# What the task asks:
Print every line of the items below from the one containing "Task: locate every instance of the green shin" down to the one containing "<point>947,684</point>", both included, copying each line character for character.

# Materials provided:
+ + + +
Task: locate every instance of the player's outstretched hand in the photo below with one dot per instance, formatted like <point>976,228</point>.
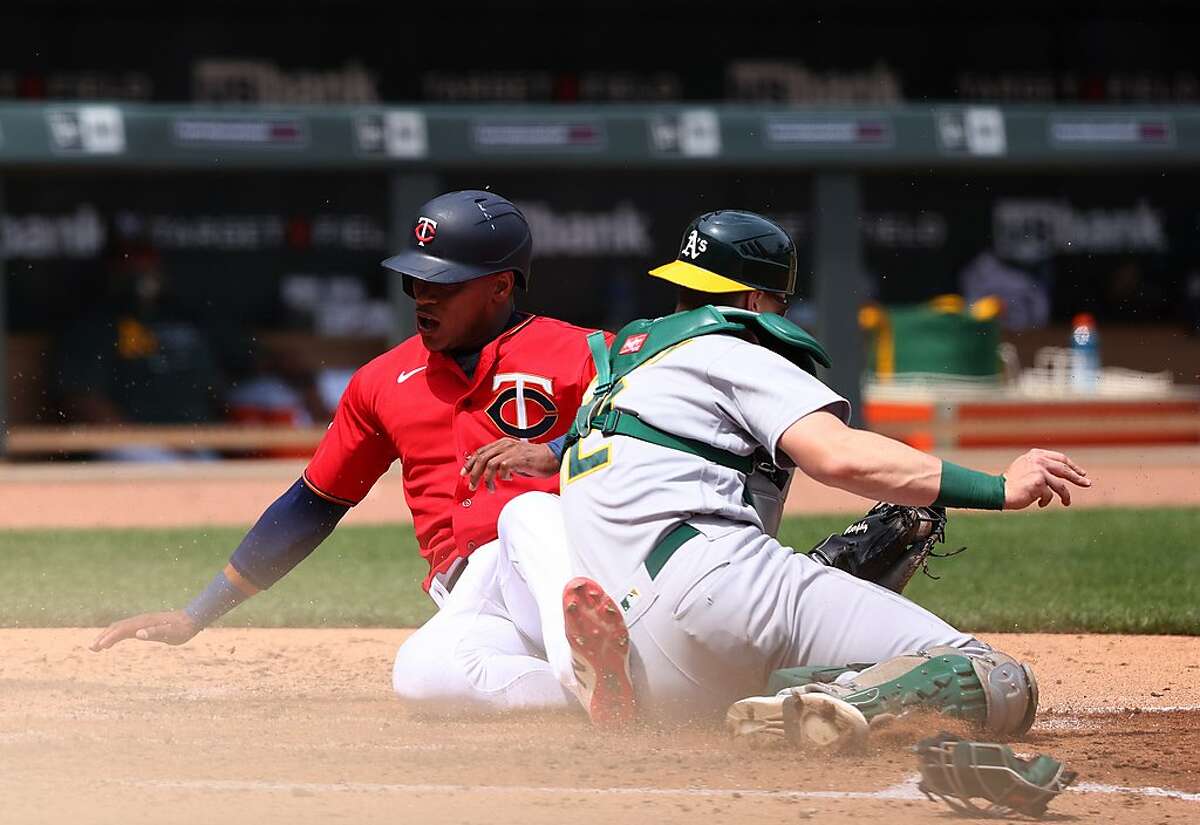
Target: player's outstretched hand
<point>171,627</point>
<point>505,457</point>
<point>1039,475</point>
+ + + +
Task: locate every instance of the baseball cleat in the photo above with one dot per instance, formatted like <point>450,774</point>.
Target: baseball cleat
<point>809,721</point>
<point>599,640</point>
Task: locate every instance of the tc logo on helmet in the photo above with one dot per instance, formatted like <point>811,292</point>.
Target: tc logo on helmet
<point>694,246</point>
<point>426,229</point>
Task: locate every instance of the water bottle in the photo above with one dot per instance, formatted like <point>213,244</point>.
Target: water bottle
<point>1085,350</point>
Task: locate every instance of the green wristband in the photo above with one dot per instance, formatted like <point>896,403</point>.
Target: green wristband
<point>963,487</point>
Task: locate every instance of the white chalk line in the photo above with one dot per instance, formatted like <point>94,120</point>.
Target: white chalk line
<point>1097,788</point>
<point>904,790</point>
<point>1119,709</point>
+ + + +
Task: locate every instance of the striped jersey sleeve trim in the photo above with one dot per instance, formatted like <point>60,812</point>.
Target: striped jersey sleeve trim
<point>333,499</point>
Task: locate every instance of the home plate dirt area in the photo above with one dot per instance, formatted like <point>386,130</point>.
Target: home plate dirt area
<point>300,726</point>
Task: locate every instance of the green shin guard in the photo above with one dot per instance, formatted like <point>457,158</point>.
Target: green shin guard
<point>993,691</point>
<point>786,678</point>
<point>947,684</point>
+ + + +
# The completed task:
Task: locate every instance of the green shin guard in the photo above with one dot per instance, formatted like <point>457,158</point>.
Target: green shin guard
<point>993,691</point>
<point>786,678</point>
<point>947,684</point>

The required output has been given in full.